(Pointing dataset excerpts)
——————————

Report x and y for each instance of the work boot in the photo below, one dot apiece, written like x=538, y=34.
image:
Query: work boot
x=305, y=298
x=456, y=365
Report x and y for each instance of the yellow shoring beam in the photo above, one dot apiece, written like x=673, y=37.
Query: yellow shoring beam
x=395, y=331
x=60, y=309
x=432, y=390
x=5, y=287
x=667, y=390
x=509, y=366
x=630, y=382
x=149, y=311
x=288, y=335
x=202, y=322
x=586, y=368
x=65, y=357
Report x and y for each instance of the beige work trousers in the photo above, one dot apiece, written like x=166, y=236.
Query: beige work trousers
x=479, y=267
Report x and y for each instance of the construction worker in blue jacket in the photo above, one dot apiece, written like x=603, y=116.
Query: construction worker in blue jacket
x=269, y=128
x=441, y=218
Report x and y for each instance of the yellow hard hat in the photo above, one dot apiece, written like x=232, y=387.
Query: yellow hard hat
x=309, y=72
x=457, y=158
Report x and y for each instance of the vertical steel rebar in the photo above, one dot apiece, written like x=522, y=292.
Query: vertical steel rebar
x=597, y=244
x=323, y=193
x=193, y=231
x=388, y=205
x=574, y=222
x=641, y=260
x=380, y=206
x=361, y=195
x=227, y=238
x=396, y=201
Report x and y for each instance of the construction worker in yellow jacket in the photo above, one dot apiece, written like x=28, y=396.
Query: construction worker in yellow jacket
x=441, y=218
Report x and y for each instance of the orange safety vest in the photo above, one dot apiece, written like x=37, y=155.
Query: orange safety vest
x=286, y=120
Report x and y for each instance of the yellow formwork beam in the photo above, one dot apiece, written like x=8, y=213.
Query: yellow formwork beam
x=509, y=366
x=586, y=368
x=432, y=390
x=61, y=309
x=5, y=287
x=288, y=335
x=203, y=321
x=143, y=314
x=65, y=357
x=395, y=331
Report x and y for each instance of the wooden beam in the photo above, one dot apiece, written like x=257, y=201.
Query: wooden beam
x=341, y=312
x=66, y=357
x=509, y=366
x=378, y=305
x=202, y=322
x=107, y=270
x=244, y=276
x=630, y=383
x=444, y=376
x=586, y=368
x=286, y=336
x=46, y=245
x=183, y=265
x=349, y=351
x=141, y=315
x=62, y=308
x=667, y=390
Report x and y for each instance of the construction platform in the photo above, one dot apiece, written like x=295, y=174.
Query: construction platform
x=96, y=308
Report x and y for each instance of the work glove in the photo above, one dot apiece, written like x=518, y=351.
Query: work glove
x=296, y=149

——————————

● **What the task asks**
Write out all of the records above exactly as they appear.

● **Answer for this exercise**
Report x and y for each instance of the work boot in the photo below, one dot apiece, written like x=538, y=34.
image:
Query: work boot
x=305, y=298
x=456, y=365
Report x and y for each instance of the yellow shoring beam in the photo above, one dot apiece, written like x=673, y=37.
Query: yellow shoring beam
x=395, y=331
x=60, y=309
x=432, y=390
x=5, y=287
x=667, y=390
x=509, y=366
x=630, y=382
x=149, y=311
x=288, y=335
x=202, y=322
x=586, y=368
x=65, y=357
Report x and y for each instance of the beige work trousers in the photo above, one dot apiece, written like x=166, y=236.
Query: beige work trousers
x=479, y=267
Report x and y for each instance of the construction worker in blue jacket in the photo above, one dot apiece, written like x=603, y=116.
Query: construction worker in blue jacket
x=269, y=128
x=441, y=218
Report x and y for each instance of the yellow hard hat in the photo above, one dot apiece, written like x=232, y=387.
Query: yellow hard hat
x=309, y=72
x=457, y=158
Report x and y for each instance of the vertical steel rebar in the photo above, one dot apiece, written like x=522, y=292.
Query: vertical steel rebar
x=597, y=244
x=323, y=193
x=193, y=231
x=388, y=205
x=574, y=222
x=641, y=260
x=380, y=206
x=361, y=195
x=227, y=238
x=396, y=201
Report x and y for each instance of the construction worker in yellow jacket in the photo above, one dot apiece, written like x=28, y=396.
Query: construction worker in yellow jacket
x=441, y=218
Report x and y for each instance of the orange safety vest in the photo above, one dot apiece, written like x=37, y=155.
Query: orange safety vest
x=286, y=120
Report x and y for each instance of the yellow formwork beam in the photo above, one dot apiece, written like x=8, y=213.
Query: yellow formwork beam
x=509, y=366
x=586, y=368
x=432, y=390
x=61, y=309
x=5, y=287
x=288, y=335
x=203, y=321
x=143, y=314
x=65, y=357
x=395, y=331
Report x and y for each instance of the wooden beam in the photo above, one dot apiece, written like x=257, y=201.
Query: wooden beam
x=341, y=312
x=66, y=357
x=509, y=366
x=378, y=305
x=202, y=322
x=107, y=270
x=244, y=276
x=630, y=383
x=444, y=376
x=586, y=368
x=286, y=336
x=46, y=245
x=183, y=265
x=349, y=351
x=141, y=315
x=62, y=308
x=667, y=390
Report x and y for each instance of the construction platform in the photo above, one dot apiece, written like x=295, y=174.
Query: construction platform
x=96, y=308
Report x and y for each instance of the work glove in the photo above, one dot apiece, written like x=518, y=351.
Query: work glove
x=296, y=149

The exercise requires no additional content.